◆ **Exercise directions**
Can you rewrite the records below with every "drop a marker" changed to "place a point" and nothing else altered?

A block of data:
++++++

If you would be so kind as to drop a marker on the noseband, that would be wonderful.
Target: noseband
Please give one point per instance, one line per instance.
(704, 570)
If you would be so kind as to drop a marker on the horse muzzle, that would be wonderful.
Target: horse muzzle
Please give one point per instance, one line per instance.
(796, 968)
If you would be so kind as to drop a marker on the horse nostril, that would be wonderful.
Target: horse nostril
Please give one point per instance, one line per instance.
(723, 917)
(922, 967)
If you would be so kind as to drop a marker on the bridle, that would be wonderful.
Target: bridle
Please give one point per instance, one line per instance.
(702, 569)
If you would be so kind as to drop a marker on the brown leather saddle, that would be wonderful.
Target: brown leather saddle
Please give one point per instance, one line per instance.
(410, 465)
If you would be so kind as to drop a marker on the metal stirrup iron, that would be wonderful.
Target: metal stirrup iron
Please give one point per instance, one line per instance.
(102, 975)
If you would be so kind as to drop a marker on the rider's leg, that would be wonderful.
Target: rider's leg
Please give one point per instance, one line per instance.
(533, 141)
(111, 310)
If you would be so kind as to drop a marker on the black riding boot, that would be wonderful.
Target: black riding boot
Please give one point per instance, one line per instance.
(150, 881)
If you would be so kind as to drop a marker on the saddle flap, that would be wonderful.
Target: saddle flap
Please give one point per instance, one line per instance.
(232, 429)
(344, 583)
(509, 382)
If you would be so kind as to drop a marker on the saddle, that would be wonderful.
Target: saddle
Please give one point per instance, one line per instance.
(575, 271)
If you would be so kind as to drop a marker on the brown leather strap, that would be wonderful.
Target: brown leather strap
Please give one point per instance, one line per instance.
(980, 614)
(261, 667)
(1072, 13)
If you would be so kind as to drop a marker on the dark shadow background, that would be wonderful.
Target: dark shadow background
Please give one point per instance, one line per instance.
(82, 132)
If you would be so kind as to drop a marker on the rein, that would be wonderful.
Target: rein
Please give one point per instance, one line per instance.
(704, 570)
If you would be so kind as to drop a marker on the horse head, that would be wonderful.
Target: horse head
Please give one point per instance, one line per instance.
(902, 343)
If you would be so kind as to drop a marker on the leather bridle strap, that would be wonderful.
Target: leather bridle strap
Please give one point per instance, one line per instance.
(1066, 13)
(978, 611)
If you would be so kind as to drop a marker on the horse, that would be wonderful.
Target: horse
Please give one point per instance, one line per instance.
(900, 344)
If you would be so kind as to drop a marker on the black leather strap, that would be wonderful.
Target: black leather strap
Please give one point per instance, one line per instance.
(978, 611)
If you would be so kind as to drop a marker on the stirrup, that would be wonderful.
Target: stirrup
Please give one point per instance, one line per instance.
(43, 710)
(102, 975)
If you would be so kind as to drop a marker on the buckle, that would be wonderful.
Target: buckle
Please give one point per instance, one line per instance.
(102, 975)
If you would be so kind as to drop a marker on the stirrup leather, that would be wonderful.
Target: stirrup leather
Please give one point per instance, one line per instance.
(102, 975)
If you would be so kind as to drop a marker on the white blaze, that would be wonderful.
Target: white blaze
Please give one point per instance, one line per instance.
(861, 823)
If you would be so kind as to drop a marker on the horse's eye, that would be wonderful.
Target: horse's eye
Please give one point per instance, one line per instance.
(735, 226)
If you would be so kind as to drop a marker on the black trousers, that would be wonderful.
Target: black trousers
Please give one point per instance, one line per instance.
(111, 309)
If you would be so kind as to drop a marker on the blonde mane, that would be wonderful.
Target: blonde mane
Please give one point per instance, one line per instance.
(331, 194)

++++++

◆ **Answer in full**
If you would be so kind as to place a point on the noseband, that would be wonderful.
Target: noseband
Please give one point per instance, one line per instance.
(704, 570)
If you would be so kind as to place a point on the horse muzzle, that would be wonderful.
Target: horse muzzle
Please give one point per instance, one line per instance.
(796, 968)
If you would be so kind as to place a point on the horse nostril, that would be wonderful.
Target: horse nostril
Please give one point per instance, one line per instance.
(723, 917)
(922, 967)
If you would be so kind as to place a point on the bridle, that would be wonderful.
Target: bridle
Please give one point per instance, one line per instance.
(702, 569)
If you would be so kind as to place a point on the brown leather saddle, that would be wonderful.
Target: brown leather saddle
Please give one point per instance, one line per instance.
(410, 465)
If you would be so kind as to place a point on the metal stirrup iron, that would be wonderful.
Target: metal stirrup iron
Please give one point per instance, one line per instance.
(102, 975)
If you would be so kind as to place a point on the rider's leg, that would be wonderful.
Target: rider's leg
Please give one point per instance, one line per instance.
(533, 141)
(111, 310)
If you would be so kind as to place a point on the black riding boot, that would be wonderful.
Target: black riding boot
Please give one point per instance, one line per instance.
(150, 881)
If you would be so kind as to place a point on the saddle flap, that would be wonderful.
Target: saddle flap
Please give one point per instance, one line per instance.
(232, 429)
(344, 583)
(509, 382)
If you would be so kind as to place a point on the saddle, that would be wonderful.
Target: saddle
Please give one point per instance, one line per instance.
(575, 271)
If you would be so kind as to place a point on the brown leather strap, that would be wonderful.
Target: brown leather strap
Please give one point per instance, one line per instance.
(980, 614)
(261, 667)
(1072, 13)
If you would be so kind as to place a point on the dark shadow background, that would be wonderful.
Target: dark shadow background
Please give one point per instance, one line per instance.
(82, 132)
If you would be so kind as to place a point on the rein, that would be wonderful.
Target: rein
Please give one point per instance, one line per instance.
(704, 570)
If you would be so kind as to place a point on the horse head, that would be wonderful.
Target: horse head
Please give one point per instance, one line per instance.
(902, 343)
If you would be so kind as to place a point on the leather bridle strap, that would be wonderful.
Target: leather bridle strap
Please give one point per instance, one line per instance.
(1066, 13)
(978, 611)
If you would be so kind as to place a point on the horse, that would be wonderful.
Target: horse
Please give one point per instance, one line per instance.
(900, 344)
If you would be so kind as to place a point on the black leather strap, that would be wonderful.
Target: black leather strap
Please give one point per instance, one line per instance.
(978, 611)
If you would be so kind as to place a point on the stirrup, that would be wonderful.
Target: stirrup
Please give one point per instance, one line per instance.
(43, 710)
(102, 975)
If you would be so kind as to place a point on the buckle, that would be wonderful.
Target: buckle
Please give one point per instance, one line per instance.
(102, 975)
If you would be so kind as to place a point on the stirrup leather, that would be wonderful.
Target: stirrup leather
Please give one point per instance, one line per instance.
(102, 975)
If you would be so kind as to place a point on the white blaze, that would be wonderful.
Target: white blaze
Please give one point per instance, one line per instance.
(861, 823)
If you would be so kind as to place a point on the horse's eye, that would be wonderful.
Target: horse's eye
Please give one point per instance, one line per instance.
(735, 226)
If you would be so kind as to place a point on the black trousers, that would be wonderful.
Target: black trousers
Please give one point per instance, one line per instance.
(111, 309)
If you would be so kind as to place a point on the blonde mane, that would be wonderful.
Target: blonde mane
Please give one point per instance, one line per instance.
(331, 194)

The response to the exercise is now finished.